**WRITTEN PROBLEM:**
Reproduce the Bank of Italy measure word for word from "Considering the need" to "supervision for SIMs.".

**PROVIDED PASSAGE:**
※ ※ ※
Legal Headquarters Via Nazionale, 91 - P.O. Box 2484 - 00100 Rome - Paid-in Capital Euro 156,000.00 Tel. 06/47921 - telex 630045 BANKIT - VAT ID 00950501007 - www.bancaditalia.it This document conforms to the original contained in the archives of the Bank of Italy

Digitally signed by

THE BANK OF ITALY

Having regard to Legislative Decree No. 58 of 24 February 1998 (Consolidated Act on Financial Intermediation, hereinafter "Consolidated Act"). In particular, having regard to Articles:

  • Article 6, paragraph 1, letter a) of the Consolidated Act, which attributes to the Bank of Italy the power to issue, after consulting CONSOB, provisions concerning, inter alia, capital adequacy and risk containment in its various configurations;
  • Article 12, paragraph 1 of the Consolidated Act, which provides that the Bank of Italy shall issue to the parent company of a SIM group provisions referring to the set of subjects belonging to the SIM group, concerning, inter alia, the matters referred to in Article 6, paragraph 1, letter a);
  • Article 12, paragraph 2 of the Consolidated Act, which provides that the parent company of a SIM group shall issue provisions to the components of the group for the execution of provisions issued by the Bank of Italy.

Considering the need to implement Directive 2010/76/EU of 24 November 2010 of the European Parliament and of the Council amending Directives 2006/48/EC and 2006/49/EC of 14 June 2006, relating to the access to the activity of credit institutions and its exercise and to the capital adequacy of banks and investment firms;

Having regard to the Governor's Decision of the Bank of Italy of 24 October 2007, containing the Regulation on prudential supervision for SIMs (hereinafter, "Regulation");

Having conducted the consultation procedure provided for in Article 23, paragraph 2, of Law No. 262 of 28 December 2005;

Having consulted CONSOB;

ISSUES

the attached measure amending the Regulation of the Bank of Italy on prudential supervision for SIMs.

Rome, 28 December 2011

THE GENERAL MANAGER Fabrizio Saccomanni

Article 1 (General Provisions)

  1. In Title I, Chapter 1, paragraph 3, after the definition of "off-balance sheet transaction", the following definition is added:
  • "correlation trading portfolio", a sub-portfolio of the trading portfolio for supervisory purposes composed of positions in securitizations and nth-to-default derivatives that meet the following criteria:
  • the underlying assets refer to a commonly quoted index, or a set of names, on which single-name credit derivatives can be traded in a liquid market in terms of both demand and supply. For these purposes, a market is liquid in demand and supply if there are offers to buy and sell made independently and in good faith, such that within one working day a price reasonably correlated with the last sale price or with the last competitive buy and sell offer can be determined, and the transaction can be settled within a relatively short period consistent with market practices for the transaction in question;
  • they are not: i) re-securitizations (see Title II, Chapter 2, Part Two, Section I, paragraph 3 of Circular No. 263 of 27 December 2006 "New supervisory provisions for banks"); ii) options on securitization tranches; iii) any other derivative having as underlying exposures to securitizations whose pay-off is not proportional to the payments of the underlying tranche. Furthermore, they must not have as underlying assets exposures classifiable, for credit risk purposes, in the regulatory portfolios "exposures secured by real estate" or "retail exposures" defined in Chapter 7. Finally, they must not entail direct exposures to SPVs.
※ ※ ※
**RECORDED DATA:**
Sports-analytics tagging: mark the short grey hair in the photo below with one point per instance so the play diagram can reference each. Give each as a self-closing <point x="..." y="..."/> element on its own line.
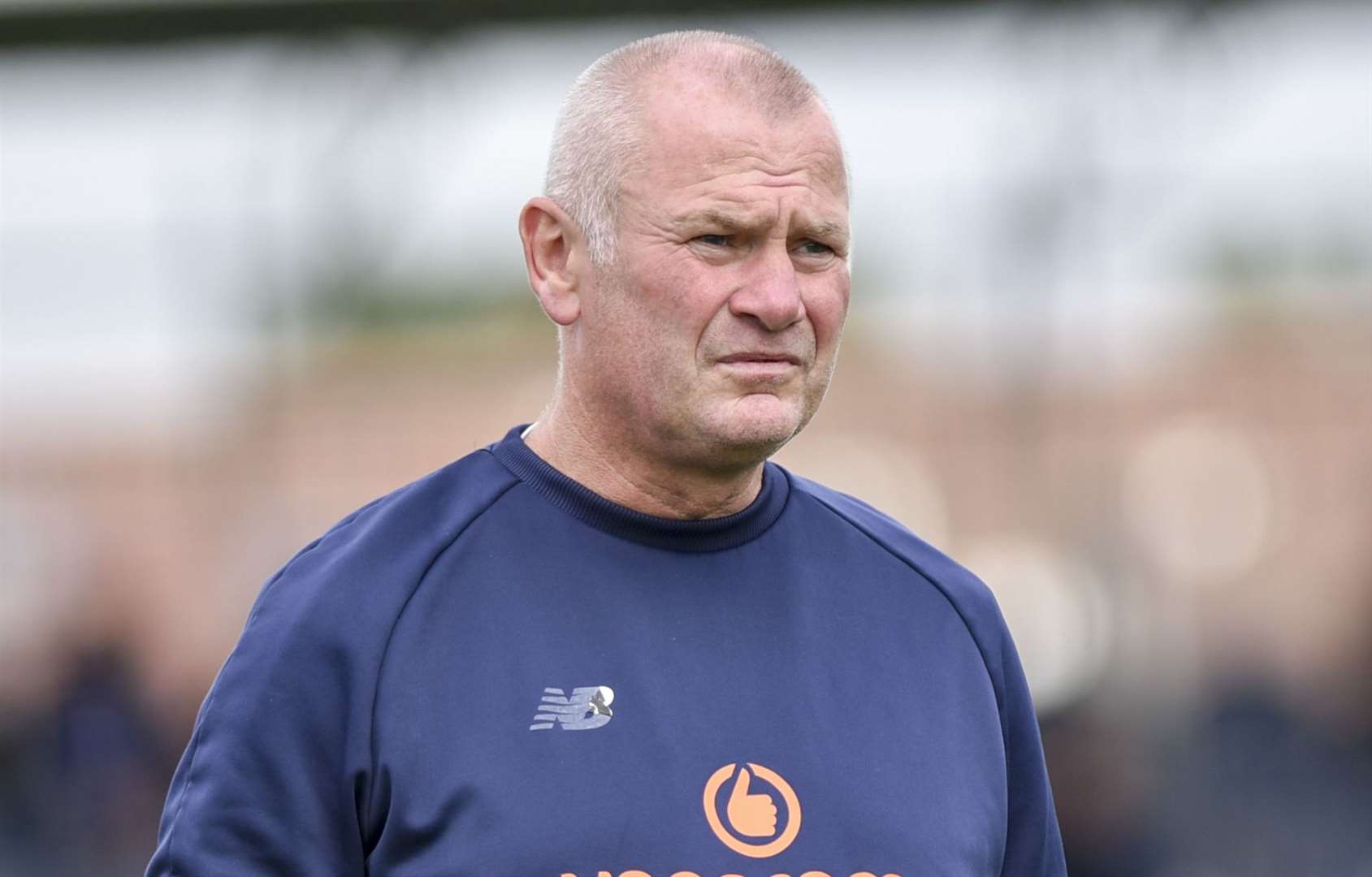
※ ※ ※
**WRITTEN REPLY:**
Considering the need to implement Directive 2010/76/EU of 24 November 2010 of the European Parliament and of the Council amending Directives 2006/48/EC and 2006/49/EC of 14 June 2006, relating to the access to the activity of credit institutions and its exercise and to the capital adequacy of banks and investment firms;

Having regard to the Governor's Decision of the Bank of Italy of 24 October 2007, containing the Regulation on prudential supervision for SIMs (hereinafter, "Regulation");

Having conducted the consultation procedure provided for in Article 23, paragraph 2, of Law No. 262 of 28 December 2005;

Having consulted CONSOB;

ISSUES

the attached measure amending the Regulation of the Bank of Italy on prudential supervision for SIMs.